Objective:
Count the lines in the rows that follow which contain the string "below", treating uppercase and lowercase as different. Reply with the number only.

***** Recorded information *****

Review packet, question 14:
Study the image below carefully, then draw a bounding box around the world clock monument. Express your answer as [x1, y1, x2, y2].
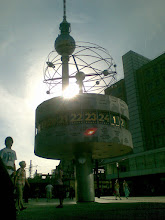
[35, 0, 133, 202]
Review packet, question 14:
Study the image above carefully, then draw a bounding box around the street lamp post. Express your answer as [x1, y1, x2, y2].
[116, 162, 119, 181]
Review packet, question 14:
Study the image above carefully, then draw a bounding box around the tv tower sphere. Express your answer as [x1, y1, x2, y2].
[54, 20, 76, 56]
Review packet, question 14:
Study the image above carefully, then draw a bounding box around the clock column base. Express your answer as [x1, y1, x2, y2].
[75, 153, 95, 202]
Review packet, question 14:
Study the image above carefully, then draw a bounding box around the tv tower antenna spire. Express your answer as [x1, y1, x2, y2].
[63, 0, 66, 21]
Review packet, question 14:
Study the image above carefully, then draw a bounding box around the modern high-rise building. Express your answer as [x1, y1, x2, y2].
[105, 51, 165, 194]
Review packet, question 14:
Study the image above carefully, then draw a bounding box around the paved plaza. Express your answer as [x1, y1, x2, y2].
[17, 196, 165, 220]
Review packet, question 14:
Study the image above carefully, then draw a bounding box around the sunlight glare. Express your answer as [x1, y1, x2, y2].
[63, 84, 79, 99]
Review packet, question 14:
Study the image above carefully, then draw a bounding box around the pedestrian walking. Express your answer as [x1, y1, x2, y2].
[55, 165, 64, 208]
[15, 161, 30, 211]
[0, 158, 16, 220]
[0, 137, 17, 184]
[45, 184, 53, 202]
[123, 180, 130, 199]
[114, 179, 121, 200]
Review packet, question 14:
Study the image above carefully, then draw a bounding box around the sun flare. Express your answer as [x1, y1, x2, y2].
[62, 84, 79, 99]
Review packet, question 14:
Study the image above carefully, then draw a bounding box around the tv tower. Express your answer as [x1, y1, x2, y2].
[35, 0, 133, 202]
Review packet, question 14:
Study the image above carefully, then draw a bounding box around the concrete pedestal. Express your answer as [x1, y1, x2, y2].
[75, 153, 95, 202]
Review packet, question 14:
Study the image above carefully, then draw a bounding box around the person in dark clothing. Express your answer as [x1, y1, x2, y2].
[0, 158, 16, 220]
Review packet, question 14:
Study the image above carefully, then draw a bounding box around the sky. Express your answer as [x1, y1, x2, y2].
[0, 0, 165, 176]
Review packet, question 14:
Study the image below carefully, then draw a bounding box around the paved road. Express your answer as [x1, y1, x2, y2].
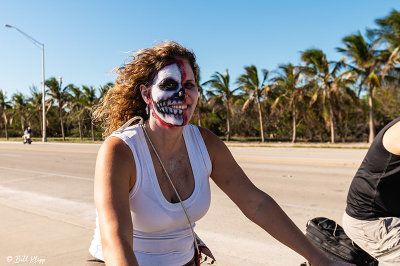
[0, 142, 367, 265]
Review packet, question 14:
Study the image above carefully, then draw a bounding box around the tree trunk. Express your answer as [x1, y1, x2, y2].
[226, 99, 231, 141]
[292, 103, 296, 143]
[78, 119, 82, 140]
[90, 121, 94, 141]
[368, 84, 375, 144]
[257, 98, 265, 143]
[329, 103, 335, 143]
[58, 102, 65, 141]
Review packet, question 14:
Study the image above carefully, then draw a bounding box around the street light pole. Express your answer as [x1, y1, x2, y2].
[4, 24, 47, 142]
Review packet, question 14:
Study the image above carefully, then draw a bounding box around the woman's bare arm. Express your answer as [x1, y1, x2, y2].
[94, 137, 138, 266]
[201, 129, 350, 265]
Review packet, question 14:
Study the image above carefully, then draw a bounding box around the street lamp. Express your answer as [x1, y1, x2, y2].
[4, 24, 47, 142]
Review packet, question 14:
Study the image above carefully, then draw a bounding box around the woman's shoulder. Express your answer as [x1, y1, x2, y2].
[197, 126, 227, 157]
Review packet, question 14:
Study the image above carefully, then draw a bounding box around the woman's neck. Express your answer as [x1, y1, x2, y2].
[144, 117, 183, 154]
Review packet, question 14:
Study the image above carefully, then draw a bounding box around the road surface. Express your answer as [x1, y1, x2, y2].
[0, 142, 367, 265]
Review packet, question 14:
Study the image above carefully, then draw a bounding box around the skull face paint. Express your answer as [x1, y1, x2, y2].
[149, 61, 188, 126]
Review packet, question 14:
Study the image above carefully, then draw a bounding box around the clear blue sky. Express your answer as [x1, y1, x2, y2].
[0, 0, 400, 98]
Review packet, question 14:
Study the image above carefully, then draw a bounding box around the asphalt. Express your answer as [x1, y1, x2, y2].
[0, 142, 367, 265]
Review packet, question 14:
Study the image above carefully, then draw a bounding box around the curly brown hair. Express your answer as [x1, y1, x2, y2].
[92, 41, 199, 137]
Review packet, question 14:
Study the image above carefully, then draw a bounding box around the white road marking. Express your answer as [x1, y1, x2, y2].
[0, 166, 93, 181]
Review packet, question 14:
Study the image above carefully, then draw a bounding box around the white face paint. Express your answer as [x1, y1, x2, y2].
[150, 63, 187, 126]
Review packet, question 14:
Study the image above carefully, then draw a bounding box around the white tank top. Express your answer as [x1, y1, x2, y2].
[89, 124, 212, 266]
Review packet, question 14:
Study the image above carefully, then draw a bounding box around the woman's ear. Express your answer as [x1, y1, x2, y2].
[139, 84, 150, 104]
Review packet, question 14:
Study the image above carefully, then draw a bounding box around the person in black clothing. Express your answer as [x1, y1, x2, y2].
[343, 117, 400, 265]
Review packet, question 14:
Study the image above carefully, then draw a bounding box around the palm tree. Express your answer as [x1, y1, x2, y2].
[237, 65, 269, 142]
[0, 90, 11, 140]
[271, 64, 313, 143]
[99, 82, 114, 99]
[336, 32, 381, 143]
[69, 85, 85, 139]
[28, 86, 43, 137]
[367, 10, 400, 77]
[301, 49, 348, 143]
[11, 92, 27, 132]
[202, 69, 239, 141]
[82, 86, 98, 141]
[45, 77, 70, 141]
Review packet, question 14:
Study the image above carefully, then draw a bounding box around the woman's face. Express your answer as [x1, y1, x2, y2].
[147, 59, 198, 127]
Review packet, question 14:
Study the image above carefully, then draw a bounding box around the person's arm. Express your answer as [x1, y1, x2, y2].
[94, 137, 138, 266]
[382, 122, 400, 155]
[200, 129, 354, 265]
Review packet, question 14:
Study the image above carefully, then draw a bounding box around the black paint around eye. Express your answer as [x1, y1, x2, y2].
[159, 79, 179, 91]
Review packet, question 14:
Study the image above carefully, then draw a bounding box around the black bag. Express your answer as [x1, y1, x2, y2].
[306, 217, 378, 266]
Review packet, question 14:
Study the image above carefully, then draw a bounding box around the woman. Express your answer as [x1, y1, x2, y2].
[89, 42, 346, 265]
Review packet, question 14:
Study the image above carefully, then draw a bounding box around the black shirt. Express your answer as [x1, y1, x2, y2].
[346, 117, 400, 220]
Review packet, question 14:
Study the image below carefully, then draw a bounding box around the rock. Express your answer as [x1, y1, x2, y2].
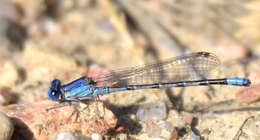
[136, 101, 167, 122]
[0, 61, 21, 87]
[145, 121, 178, 139]
[24, 42, 77, 80]
[91, 133, 102, 140]
[51, 132, 91, 140]
[2, 101, 117, 139]
[0, 87, 12, 105]
[236, 84, 260, 104]
[0, 112, 14, 140]
[181, 112, 194, 126]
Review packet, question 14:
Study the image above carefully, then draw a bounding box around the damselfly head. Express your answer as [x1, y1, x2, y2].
[47, 79, 61, 101]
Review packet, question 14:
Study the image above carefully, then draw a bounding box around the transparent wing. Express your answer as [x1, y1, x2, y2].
[92, 52, 219, 87]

*****

Correct output:
3